WHAT TO DO: Report every line of the records that contains the word "disposable".
------ RECORDS FOR THE TASK
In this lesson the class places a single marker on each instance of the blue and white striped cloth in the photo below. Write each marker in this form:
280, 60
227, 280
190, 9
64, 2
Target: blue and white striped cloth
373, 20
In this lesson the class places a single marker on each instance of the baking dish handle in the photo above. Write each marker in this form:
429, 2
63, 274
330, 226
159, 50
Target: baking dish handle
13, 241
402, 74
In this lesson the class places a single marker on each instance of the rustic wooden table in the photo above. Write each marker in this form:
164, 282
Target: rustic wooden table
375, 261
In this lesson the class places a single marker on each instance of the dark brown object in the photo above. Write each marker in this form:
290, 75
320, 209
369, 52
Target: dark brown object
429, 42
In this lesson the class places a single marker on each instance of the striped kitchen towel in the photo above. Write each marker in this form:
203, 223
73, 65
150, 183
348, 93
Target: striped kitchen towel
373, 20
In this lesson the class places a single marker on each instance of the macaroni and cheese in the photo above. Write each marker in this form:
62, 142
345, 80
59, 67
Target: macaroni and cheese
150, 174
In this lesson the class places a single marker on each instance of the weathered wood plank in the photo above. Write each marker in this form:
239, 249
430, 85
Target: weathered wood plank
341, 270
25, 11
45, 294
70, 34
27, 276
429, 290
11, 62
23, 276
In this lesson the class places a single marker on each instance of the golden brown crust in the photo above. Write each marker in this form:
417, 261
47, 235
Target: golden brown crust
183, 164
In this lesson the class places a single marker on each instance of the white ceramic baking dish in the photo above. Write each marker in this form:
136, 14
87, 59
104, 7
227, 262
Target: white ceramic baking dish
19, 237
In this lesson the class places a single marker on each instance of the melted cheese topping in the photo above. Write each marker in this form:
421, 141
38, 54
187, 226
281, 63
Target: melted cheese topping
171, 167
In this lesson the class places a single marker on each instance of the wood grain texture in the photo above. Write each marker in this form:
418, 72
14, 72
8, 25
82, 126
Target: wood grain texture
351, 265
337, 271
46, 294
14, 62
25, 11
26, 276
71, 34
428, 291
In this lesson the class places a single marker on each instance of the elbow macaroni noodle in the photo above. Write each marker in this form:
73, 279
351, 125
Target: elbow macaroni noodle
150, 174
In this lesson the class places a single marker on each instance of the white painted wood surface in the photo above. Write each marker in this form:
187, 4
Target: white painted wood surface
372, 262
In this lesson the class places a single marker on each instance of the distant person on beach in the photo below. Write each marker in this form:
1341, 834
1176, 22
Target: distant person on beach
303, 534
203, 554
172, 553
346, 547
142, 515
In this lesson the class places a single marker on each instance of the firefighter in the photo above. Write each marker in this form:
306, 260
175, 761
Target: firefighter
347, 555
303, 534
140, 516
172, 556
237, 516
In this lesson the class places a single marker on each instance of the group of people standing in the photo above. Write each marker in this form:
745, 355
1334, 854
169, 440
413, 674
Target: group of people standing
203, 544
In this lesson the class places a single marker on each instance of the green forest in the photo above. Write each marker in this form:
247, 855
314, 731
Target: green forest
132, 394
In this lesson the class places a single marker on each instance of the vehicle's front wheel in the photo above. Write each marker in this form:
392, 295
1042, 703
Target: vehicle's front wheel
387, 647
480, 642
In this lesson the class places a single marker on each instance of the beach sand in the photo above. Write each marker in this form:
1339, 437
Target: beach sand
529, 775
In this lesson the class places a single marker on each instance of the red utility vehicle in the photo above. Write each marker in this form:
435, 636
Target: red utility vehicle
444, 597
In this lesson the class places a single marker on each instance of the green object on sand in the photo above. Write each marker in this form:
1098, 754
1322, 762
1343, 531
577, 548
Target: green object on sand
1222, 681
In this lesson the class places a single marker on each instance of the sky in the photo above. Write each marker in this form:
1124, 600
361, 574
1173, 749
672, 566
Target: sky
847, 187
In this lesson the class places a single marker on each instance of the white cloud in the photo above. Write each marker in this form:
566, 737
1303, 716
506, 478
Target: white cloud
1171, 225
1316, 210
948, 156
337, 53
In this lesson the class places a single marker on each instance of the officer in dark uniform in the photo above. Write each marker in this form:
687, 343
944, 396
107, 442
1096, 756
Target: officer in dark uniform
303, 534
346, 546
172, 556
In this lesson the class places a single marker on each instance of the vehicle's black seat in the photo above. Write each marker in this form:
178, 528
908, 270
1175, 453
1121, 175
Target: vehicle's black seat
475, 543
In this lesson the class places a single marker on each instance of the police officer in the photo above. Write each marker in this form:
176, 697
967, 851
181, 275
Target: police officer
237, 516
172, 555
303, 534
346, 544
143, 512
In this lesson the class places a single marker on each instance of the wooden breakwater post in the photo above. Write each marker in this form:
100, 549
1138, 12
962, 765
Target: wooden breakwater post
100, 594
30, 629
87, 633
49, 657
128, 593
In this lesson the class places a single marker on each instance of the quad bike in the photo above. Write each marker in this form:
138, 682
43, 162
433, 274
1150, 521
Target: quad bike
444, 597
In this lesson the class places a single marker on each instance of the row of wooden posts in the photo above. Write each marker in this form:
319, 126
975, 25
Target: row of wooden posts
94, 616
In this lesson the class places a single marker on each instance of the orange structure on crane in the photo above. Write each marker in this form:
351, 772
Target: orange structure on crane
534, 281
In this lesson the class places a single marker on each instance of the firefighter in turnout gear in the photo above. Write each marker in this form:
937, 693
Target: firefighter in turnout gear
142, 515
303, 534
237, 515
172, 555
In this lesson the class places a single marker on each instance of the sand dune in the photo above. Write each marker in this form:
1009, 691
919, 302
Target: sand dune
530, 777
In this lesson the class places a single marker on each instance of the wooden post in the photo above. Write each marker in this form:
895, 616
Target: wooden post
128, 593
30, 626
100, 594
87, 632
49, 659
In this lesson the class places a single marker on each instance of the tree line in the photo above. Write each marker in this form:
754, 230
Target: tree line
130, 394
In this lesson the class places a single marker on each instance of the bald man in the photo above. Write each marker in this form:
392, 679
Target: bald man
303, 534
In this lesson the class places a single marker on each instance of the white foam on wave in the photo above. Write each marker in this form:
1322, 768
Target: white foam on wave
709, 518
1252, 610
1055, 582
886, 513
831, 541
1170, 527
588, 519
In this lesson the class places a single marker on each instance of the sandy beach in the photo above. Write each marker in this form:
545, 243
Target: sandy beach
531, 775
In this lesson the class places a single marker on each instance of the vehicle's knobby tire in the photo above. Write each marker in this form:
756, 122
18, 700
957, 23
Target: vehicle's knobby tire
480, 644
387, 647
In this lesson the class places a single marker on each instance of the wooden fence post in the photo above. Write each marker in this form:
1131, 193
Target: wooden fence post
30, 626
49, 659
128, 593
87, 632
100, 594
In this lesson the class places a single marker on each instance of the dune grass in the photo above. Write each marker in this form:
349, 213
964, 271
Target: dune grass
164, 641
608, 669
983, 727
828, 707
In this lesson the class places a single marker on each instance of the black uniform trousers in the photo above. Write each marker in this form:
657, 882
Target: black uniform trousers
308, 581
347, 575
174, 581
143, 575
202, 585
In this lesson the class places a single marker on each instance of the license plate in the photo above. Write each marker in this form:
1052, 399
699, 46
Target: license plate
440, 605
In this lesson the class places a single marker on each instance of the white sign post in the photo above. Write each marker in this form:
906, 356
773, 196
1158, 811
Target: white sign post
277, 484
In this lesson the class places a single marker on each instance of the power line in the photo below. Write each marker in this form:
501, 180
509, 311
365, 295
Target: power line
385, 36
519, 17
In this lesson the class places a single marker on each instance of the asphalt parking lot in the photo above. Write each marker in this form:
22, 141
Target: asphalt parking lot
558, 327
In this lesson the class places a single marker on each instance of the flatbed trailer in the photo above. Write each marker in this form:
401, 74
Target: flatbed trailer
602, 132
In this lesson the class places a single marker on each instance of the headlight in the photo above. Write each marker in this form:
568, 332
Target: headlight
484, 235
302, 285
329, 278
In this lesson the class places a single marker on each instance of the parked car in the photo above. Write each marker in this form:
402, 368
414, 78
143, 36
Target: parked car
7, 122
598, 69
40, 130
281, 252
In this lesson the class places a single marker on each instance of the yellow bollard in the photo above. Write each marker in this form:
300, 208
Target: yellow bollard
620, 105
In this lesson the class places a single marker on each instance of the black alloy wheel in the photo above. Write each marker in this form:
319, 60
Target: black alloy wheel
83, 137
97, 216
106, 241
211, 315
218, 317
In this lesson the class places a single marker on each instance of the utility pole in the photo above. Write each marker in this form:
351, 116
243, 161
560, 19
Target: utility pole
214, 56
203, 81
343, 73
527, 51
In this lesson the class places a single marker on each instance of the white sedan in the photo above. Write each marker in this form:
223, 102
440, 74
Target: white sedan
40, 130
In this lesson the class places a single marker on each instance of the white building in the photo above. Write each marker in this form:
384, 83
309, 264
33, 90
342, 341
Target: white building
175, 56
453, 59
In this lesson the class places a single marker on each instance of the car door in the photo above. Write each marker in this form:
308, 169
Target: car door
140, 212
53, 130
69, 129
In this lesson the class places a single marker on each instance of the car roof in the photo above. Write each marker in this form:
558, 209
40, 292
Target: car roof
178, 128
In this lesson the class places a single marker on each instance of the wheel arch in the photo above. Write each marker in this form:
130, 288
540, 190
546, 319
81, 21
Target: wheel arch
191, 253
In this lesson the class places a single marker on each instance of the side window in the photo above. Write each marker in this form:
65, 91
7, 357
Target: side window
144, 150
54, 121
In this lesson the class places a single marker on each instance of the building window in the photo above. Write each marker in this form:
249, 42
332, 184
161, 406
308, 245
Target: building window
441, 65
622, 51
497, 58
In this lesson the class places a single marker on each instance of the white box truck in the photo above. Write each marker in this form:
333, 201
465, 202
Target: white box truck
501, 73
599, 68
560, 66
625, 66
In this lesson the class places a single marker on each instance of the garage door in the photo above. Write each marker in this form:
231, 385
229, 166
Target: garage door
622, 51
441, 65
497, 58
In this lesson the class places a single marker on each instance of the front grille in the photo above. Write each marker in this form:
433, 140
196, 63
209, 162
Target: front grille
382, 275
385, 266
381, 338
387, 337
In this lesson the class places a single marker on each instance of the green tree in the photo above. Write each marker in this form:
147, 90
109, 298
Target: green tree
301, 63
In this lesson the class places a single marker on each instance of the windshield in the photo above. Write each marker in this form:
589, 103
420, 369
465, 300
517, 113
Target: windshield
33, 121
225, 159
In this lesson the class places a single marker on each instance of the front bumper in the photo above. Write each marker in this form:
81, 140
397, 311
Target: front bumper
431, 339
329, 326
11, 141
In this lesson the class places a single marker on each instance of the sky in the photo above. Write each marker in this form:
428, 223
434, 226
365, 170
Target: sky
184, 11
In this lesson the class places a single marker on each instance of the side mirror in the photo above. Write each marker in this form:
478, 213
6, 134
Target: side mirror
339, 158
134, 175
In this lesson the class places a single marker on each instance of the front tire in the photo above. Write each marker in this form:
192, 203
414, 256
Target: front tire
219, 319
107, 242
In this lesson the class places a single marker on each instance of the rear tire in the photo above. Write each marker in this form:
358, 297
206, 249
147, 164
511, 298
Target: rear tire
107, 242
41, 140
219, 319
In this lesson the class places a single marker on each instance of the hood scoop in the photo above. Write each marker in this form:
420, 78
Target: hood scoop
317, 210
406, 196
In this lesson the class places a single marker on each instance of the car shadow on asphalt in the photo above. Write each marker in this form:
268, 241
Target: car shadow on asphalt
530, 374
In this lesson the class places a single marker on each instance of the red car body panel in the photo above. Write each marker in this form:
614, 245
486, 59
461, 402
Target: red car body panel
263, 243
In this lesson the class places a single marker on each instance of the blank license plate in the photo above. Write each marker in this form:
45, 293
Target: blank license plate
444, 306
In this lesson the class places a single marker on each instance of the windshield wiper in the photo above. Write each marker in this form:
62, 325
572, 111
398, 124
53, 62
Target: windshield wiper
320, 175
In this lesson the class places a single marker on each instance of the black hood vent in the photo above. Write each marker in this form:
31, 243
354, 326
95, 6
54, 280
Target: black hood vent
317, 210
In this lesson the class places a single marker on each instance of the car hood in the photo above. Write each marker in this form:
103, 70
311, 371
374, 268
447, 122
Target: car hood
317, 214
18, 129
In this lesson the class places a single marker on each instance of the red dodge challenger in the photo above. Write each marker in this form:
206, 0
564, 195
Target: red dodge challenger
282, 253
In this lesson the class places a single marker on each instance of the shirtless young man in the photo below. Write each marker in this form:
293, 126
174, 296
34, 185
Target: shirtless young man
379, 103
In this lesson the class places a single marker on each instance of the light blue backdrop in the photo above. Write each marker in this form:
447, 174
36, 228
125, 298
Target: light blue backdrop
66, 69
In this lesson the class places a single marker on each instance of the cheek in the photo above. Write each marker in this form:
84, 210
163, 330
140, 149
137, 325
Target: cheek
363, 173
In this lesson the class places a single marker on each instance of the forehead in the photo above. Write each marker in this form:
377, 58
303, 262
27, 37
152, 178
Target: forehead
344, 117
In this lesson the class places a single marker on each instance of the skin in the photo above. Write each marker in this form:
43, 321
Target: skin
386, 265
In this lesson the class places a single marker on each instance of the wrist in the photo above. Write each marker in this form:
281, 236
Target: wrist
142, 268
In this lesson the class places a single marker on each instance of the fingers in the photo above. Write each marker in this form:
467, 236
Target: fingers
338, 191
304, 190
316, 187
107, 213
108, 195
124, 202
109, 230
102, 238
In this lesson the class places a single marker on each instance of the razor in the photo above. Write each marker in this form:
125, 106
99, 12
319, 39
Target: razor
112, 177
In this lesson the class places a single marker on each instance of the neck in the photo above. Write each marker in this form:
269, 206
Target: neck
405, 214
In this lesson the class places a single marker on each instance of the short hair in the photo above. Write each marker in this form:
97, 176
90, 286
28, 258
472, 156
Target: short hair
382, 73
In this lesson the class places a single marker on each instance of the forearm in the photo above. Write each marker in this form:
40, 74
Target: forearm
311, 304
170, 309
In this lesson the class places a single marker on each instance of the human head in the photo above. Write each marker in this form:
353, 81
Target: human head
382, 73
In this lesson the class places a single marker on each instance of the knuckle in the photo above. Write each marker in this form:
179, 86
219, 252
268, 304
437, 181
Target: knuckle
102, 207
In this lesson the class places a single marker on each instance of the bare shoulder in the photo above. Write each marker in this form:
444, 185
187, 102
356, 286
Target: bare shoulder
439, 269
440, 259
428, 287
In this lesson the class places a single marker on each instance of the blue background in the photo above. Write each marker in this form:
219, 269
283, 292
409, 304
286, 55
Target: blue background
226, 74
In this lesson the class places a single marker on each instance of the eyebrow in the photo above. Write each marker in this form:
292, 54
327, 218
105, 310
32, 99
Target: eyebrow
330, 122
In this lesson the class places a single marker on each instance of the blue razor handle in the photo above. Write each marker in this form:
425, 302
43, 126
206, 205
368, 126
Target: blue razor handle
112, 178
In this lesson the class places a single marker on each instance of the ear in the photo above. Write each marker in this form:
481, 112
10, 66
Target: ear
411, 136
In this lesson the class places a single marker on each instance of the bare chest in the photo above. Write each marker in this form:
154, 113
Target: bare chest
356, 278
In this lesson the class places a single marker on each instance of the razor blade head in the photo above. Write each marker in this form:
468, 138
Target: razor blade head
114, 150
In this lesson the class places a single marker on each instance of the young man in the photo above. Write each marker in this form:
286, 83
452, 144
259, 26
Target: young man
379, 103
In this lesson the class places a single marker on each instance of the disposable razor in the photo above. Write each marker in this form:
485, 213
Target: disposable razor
------------
COMPLETED EXERCISE:
In this lesson the class places a single marker on each instance of the disposable razor in the photo above. Write each marker in this form:
Target: disposable razor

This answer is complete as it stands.